TASK: Every line from the one containing "the white cabinet" through the end of the data is to be copied exactly, and nothing outside that range.
((
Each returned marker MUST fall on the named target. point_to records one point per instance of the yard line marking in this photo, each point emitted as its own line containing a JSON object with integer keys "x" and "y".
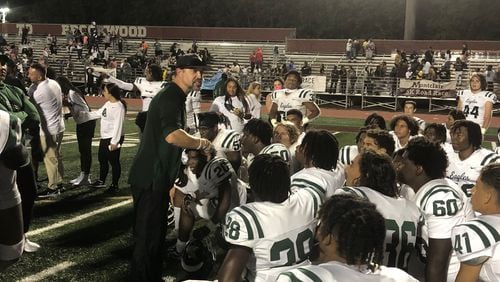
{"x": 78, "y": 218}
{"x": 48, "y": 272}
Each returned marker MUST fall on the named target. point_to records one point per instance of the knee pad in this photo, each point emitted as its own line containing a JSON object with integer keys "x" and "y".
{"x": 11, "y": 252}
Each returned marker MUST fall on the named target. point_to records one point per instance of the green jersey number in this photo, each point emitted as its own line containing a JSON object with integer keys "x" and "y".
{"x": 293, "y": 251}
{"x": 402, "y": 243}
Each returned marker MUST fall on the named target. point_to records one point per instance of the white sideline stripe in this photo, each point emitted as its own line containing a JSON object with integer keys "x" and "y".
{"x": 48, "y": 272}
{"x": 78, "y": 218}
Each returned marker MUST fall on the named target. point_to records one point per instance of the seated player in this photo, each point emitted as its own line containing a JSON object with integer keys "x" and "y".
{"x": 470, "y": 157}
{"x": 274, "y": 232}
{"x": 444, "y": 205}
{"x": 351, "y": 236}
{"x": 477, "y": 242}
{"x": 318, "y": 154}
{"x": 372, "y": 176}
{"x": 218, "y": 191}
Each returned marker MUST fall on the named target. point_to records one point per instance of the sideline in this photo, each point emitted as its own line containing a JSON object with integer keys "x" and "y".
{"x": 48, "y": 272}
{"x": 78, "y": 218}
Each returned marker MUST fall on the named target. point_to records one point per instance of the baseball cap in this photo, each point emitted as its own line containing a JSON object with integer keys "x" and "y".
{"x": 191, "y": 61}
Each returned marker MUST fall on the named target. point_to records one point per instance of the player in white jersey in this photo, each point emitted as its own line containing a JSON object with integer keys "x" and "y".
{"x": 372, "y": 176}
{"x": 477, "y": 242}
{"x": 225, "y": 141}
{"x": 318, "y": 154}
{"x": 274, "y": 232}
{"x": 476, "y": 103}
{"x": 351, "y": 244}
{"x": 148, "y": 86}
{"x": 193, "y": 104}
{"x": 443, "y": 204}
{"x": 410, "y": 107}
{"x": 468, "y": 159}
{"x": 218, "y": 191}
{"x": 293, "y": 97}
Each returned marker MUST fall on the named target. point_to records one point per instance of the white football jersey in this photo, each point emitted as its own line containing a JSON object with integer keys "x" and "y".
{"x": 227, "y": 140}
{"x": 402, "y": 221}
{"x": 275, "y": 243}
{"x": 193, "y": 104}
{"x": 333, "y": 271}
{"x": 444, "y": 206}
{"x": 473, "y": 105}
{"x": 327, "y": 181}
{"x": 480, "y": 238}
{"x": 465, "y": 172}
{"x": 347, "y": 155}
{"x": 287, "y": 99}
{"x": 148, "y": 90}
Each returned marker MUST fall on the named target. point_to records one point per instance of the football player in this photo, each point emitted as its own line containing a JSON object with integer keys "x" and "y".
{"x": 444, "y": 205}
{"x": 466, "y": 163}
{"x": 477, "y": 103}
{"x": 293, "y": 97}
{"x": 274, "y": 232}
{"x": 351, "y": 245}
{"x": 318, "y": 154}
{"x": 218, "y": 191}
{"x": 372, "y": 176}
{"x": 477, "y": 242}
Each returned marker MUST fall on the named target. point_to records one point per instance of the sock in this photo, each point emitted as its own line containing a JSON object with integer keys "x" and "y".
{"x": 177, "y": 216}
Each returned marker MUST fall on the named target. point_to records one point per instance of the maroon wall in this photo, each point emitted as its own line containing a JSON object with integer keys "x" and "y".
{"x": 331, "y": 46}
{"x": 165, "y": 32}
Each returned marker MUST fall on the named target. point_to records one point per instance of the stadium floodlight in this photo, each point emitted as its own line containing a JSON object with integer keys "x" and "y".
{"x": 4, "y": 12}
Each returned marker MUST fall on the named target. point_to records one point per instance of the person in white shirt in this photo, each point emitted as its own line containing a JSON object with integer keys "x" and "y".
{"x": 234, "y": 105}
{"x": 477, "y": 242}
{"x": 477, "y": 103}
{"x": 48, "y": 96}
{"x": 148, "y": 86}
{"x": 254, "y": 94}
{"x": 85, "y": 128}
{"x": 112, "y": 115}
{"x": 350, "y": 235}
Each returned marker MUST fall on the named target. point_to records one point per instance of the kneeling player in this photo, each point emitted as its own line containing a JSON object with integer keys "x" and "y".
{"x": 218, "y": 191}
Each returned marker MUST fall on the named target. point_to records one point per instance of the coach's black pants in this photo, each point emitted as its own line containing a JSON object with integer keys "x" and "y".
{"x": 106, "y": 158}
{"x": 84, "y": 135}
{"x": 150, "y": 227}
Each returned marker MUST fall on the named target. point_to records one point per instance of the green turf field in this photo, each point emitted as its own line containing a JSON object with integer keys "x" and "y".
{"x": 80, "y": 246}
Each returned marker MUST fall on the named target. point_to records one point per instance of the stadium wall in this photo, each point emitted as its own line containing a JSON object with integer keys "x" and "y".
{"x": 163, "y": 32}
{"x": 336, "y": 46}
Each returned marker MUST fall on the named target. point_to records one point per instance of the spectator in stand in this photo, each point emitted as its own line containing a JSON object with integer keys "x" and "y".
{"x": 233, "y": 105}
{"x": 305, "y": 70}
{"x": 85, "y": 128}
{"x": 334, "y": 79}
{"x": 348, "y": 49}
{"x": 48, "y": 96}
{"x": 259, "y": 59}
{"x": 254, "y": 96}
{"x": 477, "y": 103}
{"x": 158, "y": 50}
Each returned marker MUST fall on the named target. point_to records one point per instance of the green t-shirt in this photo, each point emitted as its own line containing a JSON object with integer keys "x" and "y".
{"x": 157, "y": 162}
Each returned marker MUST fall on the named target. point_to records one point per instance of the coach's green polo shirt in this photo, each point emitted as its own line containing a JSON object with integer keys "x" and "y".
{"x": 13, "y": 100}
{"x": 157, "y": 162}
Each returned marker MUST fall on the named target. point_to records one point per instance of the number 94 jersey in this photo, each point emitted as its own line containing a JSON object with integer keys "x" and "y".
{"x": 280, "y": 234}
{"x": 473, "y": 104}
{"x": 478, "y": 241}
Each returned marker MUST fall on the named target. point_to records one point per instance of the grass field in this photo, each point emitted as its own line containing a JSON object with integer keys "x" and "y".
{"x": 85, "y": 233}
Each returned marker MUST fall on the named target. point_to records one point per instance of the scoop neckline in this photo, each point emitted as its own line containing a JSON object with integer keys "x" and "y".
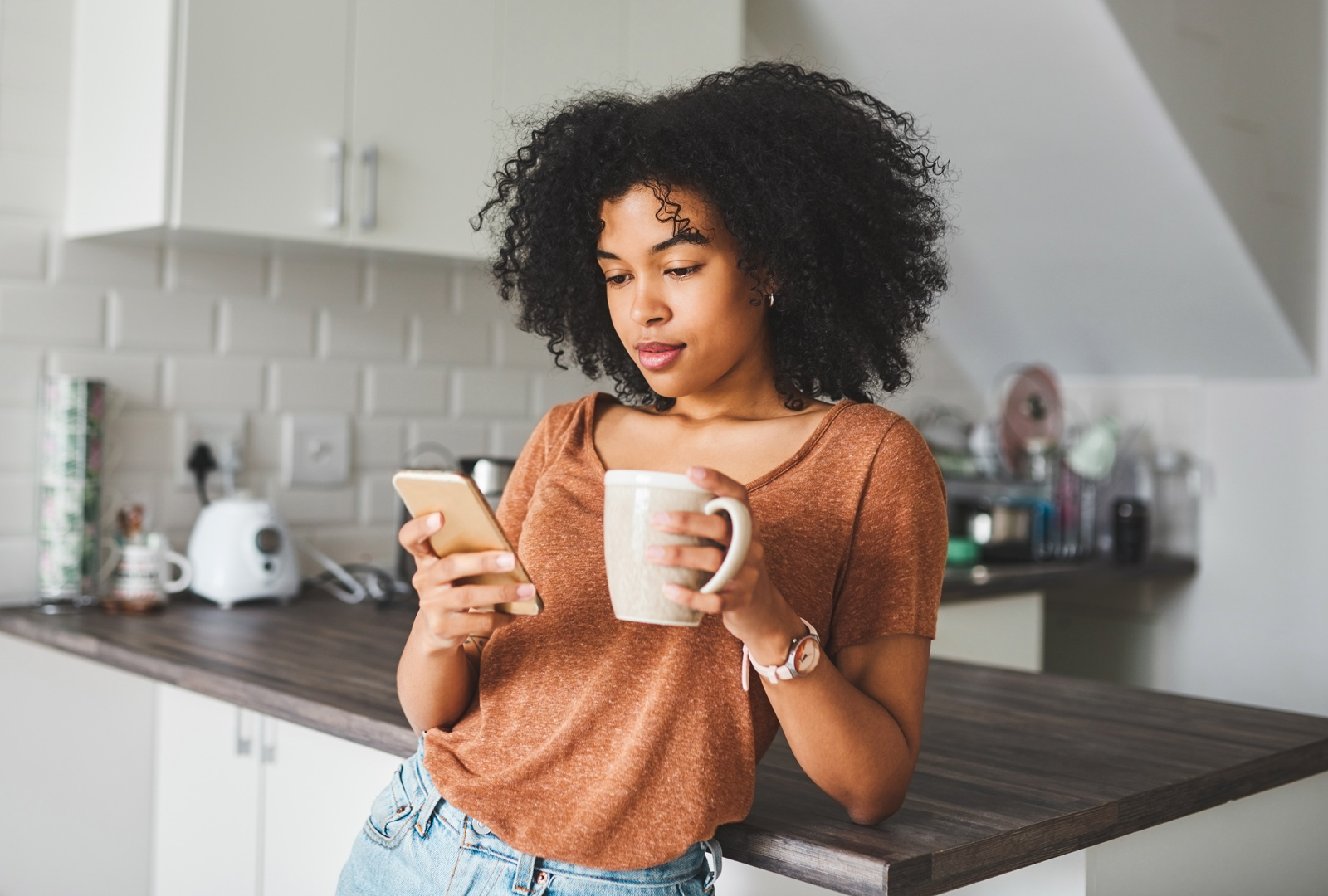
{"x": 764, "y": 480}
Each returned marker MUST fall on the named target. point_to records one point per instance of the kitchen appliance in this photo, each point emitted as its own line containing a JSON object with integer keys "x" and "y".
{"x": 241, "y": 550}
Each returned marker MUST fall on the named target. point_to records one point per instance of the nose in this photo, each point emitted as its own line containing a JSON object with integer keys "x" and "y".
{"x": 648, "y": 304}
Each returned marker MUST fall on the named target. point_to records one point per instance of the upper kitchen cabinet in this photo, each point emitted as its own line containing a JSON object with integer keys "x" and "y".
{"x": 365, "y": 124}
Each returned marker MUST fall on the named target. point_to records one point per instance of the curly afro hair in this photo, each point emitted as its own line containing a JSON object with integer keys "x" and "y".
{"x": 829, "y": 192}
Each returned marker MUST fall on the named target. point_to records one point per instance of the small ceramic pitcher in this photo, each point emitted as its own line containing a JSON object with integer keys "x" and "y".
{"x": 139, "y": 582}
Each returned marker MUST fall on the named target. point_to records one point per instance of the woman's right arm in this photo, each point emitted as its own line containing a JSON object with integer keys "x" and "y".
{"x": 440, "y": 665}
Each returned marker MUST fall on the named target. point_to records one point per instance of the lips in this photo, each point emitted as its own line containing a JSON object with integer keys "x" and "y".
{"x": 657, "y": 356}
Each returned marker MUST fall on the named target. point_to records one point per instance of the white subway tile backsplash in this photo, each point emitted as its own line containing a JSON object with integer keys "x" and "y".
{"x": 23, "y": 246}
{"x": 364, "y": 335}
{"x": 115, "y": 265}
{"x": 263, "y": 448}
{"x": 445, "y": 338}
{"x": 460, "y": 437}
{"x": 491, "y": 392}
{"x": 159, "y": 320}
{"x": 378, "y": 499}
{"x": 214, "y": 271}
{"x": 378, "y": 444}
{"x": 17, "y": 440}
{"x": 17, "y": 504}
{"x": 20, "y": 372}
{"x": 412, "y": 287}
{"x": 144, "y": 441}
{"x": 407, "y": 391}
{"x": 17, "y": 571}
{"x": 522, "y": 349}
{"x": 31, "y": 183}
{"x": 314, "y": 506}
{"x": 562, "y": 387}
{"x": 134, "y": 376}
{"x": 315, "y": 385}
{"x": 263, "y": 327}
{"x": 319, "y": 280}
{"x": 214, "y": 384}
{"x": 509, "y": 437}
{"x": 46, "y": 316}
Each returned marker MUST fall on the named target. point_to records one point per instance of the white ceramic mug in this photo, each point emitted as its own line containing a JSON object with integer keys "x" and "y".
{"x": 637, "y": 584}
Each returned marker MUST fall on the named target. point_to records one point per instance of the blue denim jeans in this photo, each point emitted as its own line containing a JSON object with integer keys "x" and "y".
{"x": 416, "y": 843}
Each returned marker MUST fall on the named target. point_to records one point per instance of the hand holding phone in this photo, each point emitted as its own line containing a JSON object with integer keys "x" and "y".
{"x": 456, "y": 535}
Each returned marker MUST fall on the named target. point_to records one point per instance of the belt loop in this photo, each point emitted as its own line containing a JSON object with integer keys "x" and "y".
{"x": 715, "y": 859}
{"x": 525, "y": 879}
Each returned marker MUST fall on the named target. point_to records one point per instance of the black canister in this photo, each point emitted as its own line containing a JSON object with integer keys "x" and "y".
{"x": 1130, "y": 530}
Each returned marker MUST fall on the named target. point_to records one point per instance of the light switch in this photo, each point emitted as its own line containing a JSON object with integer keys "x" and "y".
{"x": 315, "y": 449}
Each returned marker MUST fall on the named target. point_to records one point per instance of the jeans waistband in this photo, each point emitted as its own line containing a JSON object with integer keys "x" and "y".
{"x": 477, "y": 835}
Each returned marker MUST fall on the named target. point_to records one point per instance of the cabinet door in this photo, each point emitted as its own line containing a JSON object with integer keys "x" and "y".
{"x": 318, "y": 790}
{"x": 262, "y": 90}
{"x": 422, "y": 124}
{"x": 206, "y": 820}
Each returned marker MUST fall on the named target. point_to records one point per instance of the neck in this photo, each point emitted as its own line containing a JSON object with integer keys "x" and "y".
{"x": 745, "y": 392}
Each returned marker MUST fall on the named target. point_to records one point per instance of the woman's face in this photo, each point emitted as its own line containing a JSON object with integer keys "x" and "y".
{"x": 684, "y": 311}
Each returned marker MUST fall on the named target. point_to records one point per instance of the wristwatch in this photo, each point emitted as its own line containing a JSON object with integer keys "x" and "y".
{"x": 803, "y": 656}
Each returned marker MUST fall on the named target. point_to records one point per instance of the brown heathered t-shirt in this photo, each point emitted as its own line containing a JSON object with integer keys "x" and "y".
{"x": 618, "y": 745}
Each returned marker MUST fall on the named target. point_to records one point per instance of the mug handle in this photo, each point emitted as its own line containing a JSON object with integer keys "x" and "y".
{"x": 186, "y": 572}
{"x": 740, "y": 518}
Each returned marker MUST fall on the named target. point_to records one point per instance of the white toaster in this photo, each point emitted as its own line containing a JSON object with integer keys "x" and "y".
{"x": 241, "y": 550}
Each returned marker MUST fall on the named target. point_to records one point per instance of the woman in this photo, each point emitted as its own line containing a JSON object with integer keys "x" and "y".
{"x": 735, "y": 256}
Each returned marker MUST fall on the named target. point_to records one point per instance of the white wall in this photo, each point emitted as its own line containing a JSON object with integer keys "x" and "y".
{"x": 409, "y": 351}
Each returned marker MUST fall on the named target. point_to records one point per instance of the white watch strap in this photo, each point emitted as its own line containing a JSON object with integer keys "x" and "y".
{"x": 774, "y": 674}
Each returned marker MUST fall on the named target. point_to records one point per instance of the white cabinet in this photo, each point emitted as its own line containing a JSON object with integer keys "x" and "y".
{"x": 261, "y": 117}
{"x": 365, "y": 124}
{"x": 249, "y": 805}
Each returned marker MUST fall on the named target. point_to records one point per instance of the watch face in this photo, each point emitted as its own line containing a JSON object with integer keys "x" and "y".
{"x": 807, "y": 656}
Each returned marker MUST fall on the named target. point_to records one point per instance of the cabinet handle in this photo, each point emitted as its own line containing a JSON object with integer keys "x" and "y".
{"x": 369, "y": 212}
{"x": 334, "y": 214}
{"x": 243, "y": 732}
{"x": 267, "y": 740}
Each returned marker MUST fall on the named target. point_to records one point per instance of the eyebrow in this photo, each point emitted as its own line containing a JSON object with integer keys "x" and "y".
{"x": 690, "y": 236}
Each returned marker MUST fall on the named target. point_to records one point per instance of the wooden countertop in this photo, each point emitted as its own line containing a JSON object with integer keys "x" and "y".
))
EXPECTED ANSWER:
Each returned marker MUST fall on the named target. point_to records one point per instance of the white cabinet in this photo, each point emitted as its own line containing a JSON object with integer keys "x" and "y".
{"x": 261, "y": 117}
{"x": 365, "y": 124}
{"x": 249, "y": 805}
Each returned marker MUST fall on the named target. point_to records one point per instance of the watch face in this photo, each point emitted as its own line containing a JSON object with integer keys "x" and "y".
{"x": 807, "y": 656}
Each returned marker MUST fall on the named target. point_to records one point per instance of the cabinet handle in this photo, each point emitted as its own line containing a JSON object with integer keys "x" and "y".
{"x": 369, "y": 212}
{"x": 334, "y": 214}
{"x": 243, "y": 732}
{"x": 267, "y": 740}
Each returned marker MUST fall on the named target. point_to records one point per instance of the eyebrow in this photo, each point emitted as its own line containing a JSON object with integer keys "x" and "y".
{"x": 690, "y": 236}
Each returned marker MUST fall on the named target. point_to records one point per instance of the wooden countertop in this photo, each point emitted as its own line containing a JSON object with integer keys "x" and "y".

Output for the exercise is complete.